> [Extracted records]
+++++

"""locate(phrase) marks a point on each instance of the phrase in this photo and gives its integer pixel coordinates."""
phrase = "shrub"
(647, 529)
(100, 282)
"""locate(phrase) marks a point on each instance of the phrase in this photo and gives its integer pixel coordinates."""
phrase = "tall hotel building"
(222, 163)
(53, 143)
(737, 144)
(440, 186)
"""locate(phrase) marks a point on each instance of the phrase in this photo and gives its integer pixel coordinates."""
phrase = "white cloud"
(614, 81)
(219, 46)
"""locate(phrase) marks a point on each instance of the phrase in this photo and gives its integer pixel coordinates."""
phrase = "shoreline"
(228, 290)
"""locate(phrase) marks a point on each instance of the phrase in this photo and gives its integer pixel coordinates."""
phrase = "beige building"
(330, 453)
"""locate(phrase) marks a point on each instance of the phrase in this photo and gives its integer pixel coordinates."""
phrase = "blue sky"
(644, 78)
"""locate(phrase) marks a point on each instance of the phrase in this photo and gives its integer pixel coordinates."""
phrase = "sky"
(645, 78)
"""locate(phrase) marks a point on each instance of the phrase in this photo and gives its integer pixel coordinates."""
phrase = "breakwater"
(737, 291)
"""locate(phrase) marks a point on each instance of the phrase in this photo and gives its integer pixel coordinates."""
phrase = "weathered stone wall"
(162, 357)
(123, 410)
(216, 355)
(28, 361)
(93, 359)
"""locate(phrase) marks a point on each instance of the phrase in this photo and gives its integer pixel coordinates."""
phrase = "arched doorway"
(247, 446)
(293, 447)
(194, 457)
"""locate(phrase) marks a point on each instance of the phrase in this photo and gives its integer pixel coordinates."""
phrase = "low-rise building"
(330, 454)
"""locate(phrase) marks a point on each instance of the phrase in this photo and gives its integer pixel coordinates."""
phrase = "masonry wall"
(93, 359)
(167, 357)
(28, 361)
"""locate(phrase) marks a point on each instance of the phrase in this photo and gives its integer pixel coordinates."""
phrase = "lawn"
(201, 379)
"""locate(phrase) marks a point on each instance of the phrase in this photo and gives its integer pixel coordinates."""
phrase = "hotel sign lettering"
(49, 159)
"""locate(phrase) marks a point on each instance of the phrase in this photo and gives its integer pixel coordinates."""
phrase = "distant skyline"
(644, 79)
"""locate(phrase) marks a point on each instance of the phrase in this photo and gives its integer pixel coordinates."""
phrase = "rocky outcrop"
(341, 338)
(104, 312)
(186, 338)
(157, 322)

+++++

> [Task goal] Without skipping anything, transcribe every line above exactly.

> [Answer for this exercise]
"""locate(phrase) marks a point on each instance of the phrase in this photo and gives its integer pixel coordinates."""
phrase = "shrub"
(647, 529)
(100, 282)
"""locate(phrase) marks a point on each instance of the phrase in this photo and gives its integer pixel coordinates."""
phrase = "tall hotel building"
(222, 163)
(53, 143)
(737, 144)
(440, 186)
"""locate(phrase) marks a point on each instance of the phrase in this photo and gives its integer pixel coordinates."""
phrase = "white cloud"
(614, 81)
(219, 46)
"""locate(phrase) marks a point on each instance of the phrase in this photo and gives its integer pixel coordinates."""
phrase = "shoreline"
(228, 290)
"""locate(phrase) marks a point on each instance of the phrase in this photo and gives its integer pixel coordinates."""
phrase = "beige building"
(330, 453)
"""locate(phrase) marks a point on each instance of the phrase in this photo and gives its integer pixel coordinates."""
phrase = "blue sky"
(644, 78)
"""locate(phrase) marks a point on each instance of the phrase in this photo and gives its integer pixel coordinates."""
phrase = "sky"
(645, 78)
"""locate(phrase) marks a point on each instance of the phrase in this photo and gives its integer pixel coordinates."""
phrase = "breakwater"
(737, 291)
"""locate(phrase) marks a point on each instance of the phrase in this photo and gives its integer pixel coordinates."""
phrase = "weathered stone wall"
(162, 357)
(123, 410)
(216, 355)
(28, 361)
(93, 359)
"""locate(phrase) marks a point on each instance of the phrase in this photo and gives its integer pixel coordinates."""
phrase = "arched doorway"
(247, 446)
(293, 447)
(194, 457)
"""locate(phrase) marks a point on each instance of the phrase in this photo and gives its integer pixel coordinates."""
phrase = "low-rise building"
(330, 454)
"""locate(phrase) marks a point on each instance of the phrase in this photo and gives its integer pixel coordinates."""
phrase = "masonry wall"
(93, 359)
(167, 357)
(28, 361)
"""locate(phrase) marks a point on each instance of the phrase in this photo and gives its integer pixel coordinates."""
phrase = "lawn"
(201, 379)
"""locate(phrase) marks a point on each instance of the phrase in this photo and gives its integer pixel coordinates."""
phrase = "hotel sign lettering"
(49, 159)
"""locate(phrase) marks a point on each instance of the phrase in this photo and gives its integer pixel coordinates."""
phrase = "distant skyline"
(644, 79)
"""locate(phrase) marks a point on each instance of the phrase in this photo and gives its integer pixel coordinates."""
phrase = "rocky outcrop"
(341, 338)
(104, 312)
(186, 338)
(157, 322)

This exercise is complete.